╭──

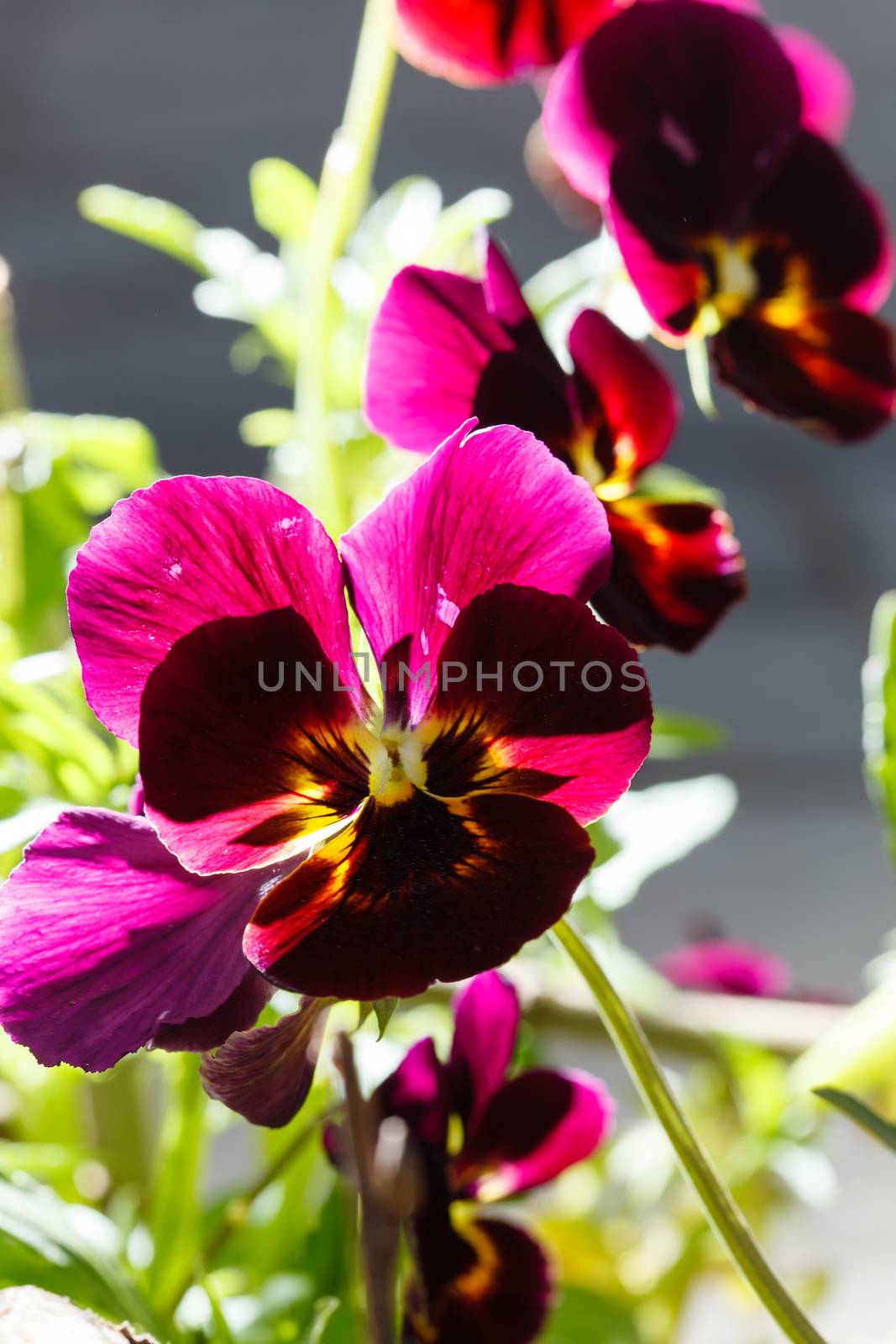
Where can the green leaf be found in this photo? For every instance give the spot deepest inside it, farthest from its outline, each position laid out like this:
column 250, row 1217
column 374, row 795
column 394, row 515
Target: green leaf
column 862, row 1115
column 147, row 219
column 385, row 1010
column 676, row 736
column 73, row 1240
column 284, row 199
column 879, row 685
column 654, row 828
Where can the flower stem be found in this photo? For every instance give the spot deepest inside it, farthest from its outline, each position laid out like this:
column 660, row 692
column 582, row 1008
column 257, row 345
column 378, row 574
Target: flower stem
column 719, row 1207
column 344, row 187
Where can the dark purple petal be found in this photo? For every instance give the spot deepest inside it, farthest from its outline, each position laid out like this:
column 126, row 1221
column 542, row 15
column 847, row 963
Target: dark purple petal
column 833, row 374
column 105, row 940
column 239, row 774
column 266, row 1074
column 144, row 580
column 418, row 1093
column 486, row 1019
column 678, row 568
column 710, row 84
column 417, row 891
column 832, row 232
column 499, row 1289
column 238, row 1012
column 532, row 1129
column 570, row 719
column 634, row 403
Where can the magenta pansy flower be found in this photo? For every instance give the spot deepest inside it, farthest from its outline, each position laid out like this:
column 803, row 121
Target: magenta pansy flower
column 484, row 1280
column 736, row 222
column 492, row 40
column 723, row 965
column 443, row 347
column 445, row 830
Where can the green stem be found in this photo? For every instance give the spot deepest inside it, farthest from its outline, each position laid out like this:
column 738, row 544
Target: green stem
column 344, row 187
column 719, row 1207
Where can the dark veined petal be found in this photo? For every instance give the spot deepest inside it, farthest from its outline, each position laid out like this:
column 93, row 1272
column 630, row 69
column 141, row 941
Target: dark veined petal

╰──

Objetivo do exercício:
Devolva a listagem acima inteira, linha por linha e sem mudar nada, mas deixe as imagens de fora.

Resposta escrita:
Where can the green leaf be found in this photo? For every instance give the spot deepest inside it, farthest from its outline, each position laid out like this:
column 250, row 1217
column 374, row 795
column 394, row 515
Target: green leaf
column 862, row 1115
column 147, row 219
column 385, row 1010
column 676, row 736
column 73, row 1240
column 284, row 199
column 879, row 685
column 654, row 828
Where can the flower stem be found in this photo? For every instance give the spot deepest inside it, farthest from its outline, each position laid out like this:
column 660, row 692
column 582, row 1008
column 257, row 345
column 378, row 574
Target: flower stem
column 719, row 1207
column 344, row 187
Where can the dark purple petal be found in this photo? For every instance give the spot deepest inside it, farthest from its outline, each position laid out like this:
column 126, row 1221
column 542, row 15
column 847, row 963
Target: dark purple petal
column 833, row 374
column 105, row 940
column 239, row 774
column 266, row 1074
column 144, row 580
column 418, row 1093
column 486, row 1019
column 678, row 568
column 710, row 84
column 417, row 891
column 832, row 232
column 499, row 1289
column 238, row 1012
column 532, row 1129
column 570, row 719
column 634, row 403
Where can the magenta pansy flower be found in this photo? For every instance give the spot deepest inside it, farthest from its outline, each position laid out like this:
column 803, row 121
Target: magenta pansy flower
column 484, row 1280
column 736, row 222
column 492, row 40
column 723, row 965
column 443, row 347
column 445, row 830
Where can the green stem be found in this photo? For every instance give the spot deepest inside it, farthest from its outline, each position laid out like this:
column 738, row 544
Target: green stem
column 344, row 187
column 719, row 1207
Where can the dark veined petal be found in this photo? For every instance give the spot deepest inside it, farthest from its outline, each position laid out like this:
column 93, row 1272
column 630, row 69
column 141, row 941
Target: dark veined petal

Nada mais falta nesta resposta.